Dataset records:
■ ■ ■
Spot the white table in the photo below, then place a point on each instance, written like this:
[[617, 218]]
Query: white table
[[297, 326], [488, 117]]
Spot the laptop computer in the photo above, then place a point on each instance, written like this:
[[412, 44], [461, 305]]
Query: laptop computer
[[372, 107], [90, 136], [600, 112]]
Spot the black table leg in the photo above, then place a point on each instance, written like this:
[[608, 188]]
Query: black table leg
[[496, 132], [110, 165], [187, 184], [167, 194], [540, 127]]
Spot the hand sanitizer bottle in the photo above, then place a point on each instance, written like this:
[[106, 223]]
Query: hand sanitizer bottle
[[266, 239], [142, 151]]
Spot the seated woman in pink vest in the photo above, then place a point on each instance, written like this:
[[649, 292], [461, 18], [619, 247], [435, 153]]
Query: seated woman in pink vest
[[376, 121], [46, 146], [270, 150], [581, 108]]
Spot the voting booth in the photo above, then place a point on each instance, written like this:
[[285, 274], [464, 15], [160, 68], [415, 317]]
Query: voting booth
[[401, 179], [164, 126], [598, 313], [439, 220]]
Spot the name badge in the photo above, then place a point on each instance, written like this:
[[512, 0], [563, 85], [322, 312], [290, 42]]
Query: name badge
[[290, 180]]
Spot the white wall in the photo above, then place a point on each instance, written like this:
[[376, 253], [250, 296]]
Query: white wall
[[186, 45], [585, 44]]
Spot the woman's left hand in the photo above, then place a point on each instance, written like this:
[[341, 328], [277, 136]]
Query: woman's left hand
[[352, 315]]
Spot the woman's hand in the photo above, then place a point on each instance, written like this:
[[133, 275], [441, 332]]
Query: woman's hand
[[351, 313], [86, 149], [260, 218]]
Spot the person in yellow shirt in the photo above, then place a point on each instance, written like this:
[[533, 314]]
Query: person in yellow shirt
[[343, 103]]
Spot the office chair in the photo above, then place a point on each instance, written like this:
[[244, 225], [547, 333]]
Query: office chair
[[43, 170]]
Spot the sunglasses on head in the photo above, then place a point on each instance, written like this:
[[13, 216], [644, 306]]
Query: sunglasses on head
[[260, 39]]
■ ■ ■
### The exercise
Copy exactly the lines of the listing above, beginning at the line with "Spot the woman's left" and ending at its final line; write out nothing else.

### Output
Spot the woman's left hand in the photo above, then place a point on each instance, written like this:
[[341, 328], [277, 136]]
Query: woman's left hand
[[352, 315]]
Spot the woman's hand in the photo above, then place a point on each instance, written like this:
[[133, 275], [441, 332]]
Query: woman's hand
[[351, 313], [86, 149], [260, 218]]
Spot the person in yellow shirt in the photo above, then place a point on each instance, written like this:
[[533, 314]]
Query: person in yellow shirt
[[343, 103]]
Spot the office chair in the photo above, then place a point on each instance, written like this:
[[244, 225], [547, 333]]
Query: office chair
[[43, 170]]
Spot the sunglasses on head in the photo above, then place a point on each instance, written like this:
[[13, 216], [644, 306]]
Query: sunglasses on head
[[260, 39]]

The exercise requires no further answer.